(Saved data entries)
=== Begin Enclosure ===
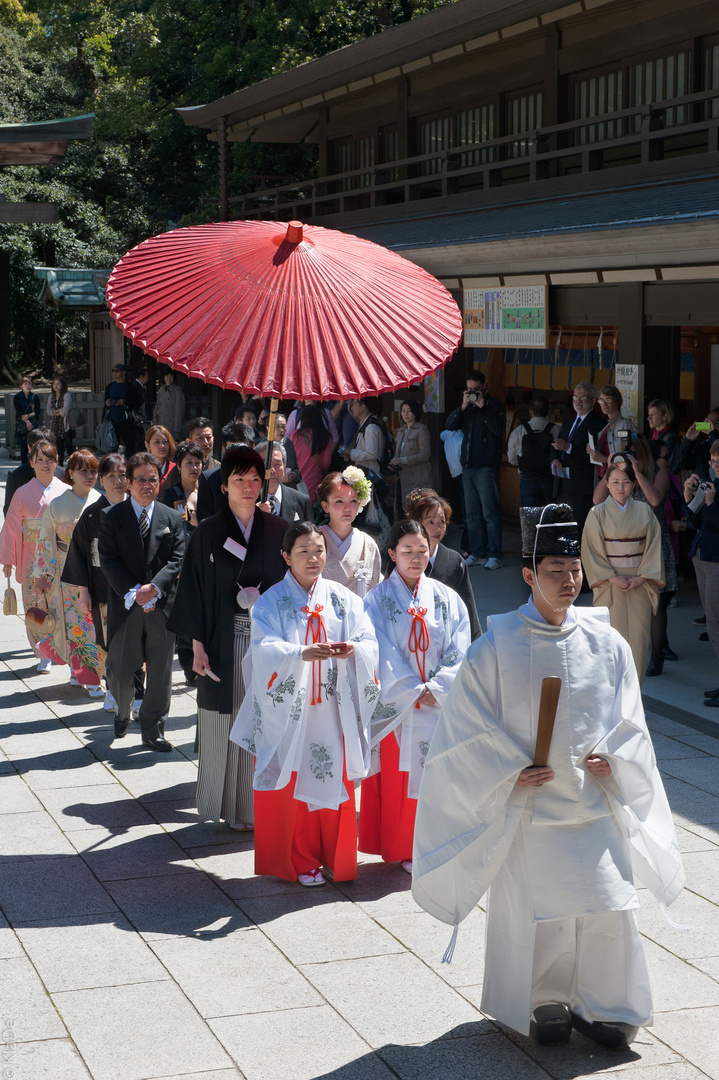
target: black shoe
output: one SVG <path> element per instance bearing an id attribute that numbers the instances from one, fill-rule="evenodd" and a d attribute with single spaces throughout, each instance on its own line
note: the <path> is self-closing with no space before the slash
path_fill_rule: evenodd
<path id="1" fill-rule="evenodd" d="M 608 1046 L 610 1050 L 621 1050 L 629 1046 L 637 1034 L 638 1028 L 633 1024 L 622 1024 L 618 1020 L 585 1020 L 576 1013 L 570 1012 L 572 1027 L 580 1035 L 599 1043 L 600 1046 Z"/>
<path id="2" fill-rule="evenodd" d="M 143 739 L 142 745 L 146 746 L 148 750 L 157 750 L 160 754 L 169 754 L 172 750 L 172 743 L 169 743 L 167 739 L 163 739 L 161 735 L 158 735 L 156 739 Z"/>
<path id="3" fill-rule="evenodd" d="M 127 729 L 130 726 L 130 718 L 126 720 L 120 720 L 118 716 L 115 717 L 113 727 L 115 728 L 115 738 L 124 739 L 127 735 Z"/>
<path id="4" fill-rule="evenodd" d="M 709 640 L 709 635 L 707 634 L 706 630 L 704 631 L 703 634 L 699 635 L 699 640 L 700 641 L 708 641 Z"/>
<path id="5" fill-rule="evenodd" d="M 717 687 L 716 690 L 705 690 L 704 697 L 719 698 L 719 687 Z"/>
<path id="6" fill-rule="evenodd" d="M 654 653 L 651 657 L 645 675 L 661 675 L 664 671 L 664 654 Z"/>
<path id="7" fill-rule="evenodd" d="M 704 698 L 707 709 L 719 709 L 719 697 Z"/>
<path id="8" fill-rule="evenodd" d="M 668 645 L 664 646 L 664 648 L 662 649 L 662 653 L 664 654 L 664 659 L 665 660 L 678 660 L 679 659 L 677 654 L 674 652 L 674 649 L 670 649 Z"/>
<path id="9" fill-rule="evenodd" d="M 187 683 L 188 686 L 194 686 L 195 683 L 197 682 L 197 672 L 196 671 L 186 671 L 185 672 L 185 682 Z"/>
<path id="10" fill-rule="evenodd" d="M 692 619 L 692 623 L 694 626 L 706 626 L 707 617 L 706 615 L 700 615 L 698 619 Z"/>
<path id="11" fill-rule="evenodd" d="M 538 1005 L 529 1019 L 529 1034 L 540 1046 L 569 1042 L 572 1021 L 565 1005 Z"/>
=== End Enclosure ===
> **EXERCISE INSTRUCTIONS**: Tally up the lines above in which "with" occurs. Give the result as a bare number.

> **RESPONSE TO THE EXERCISE**: 2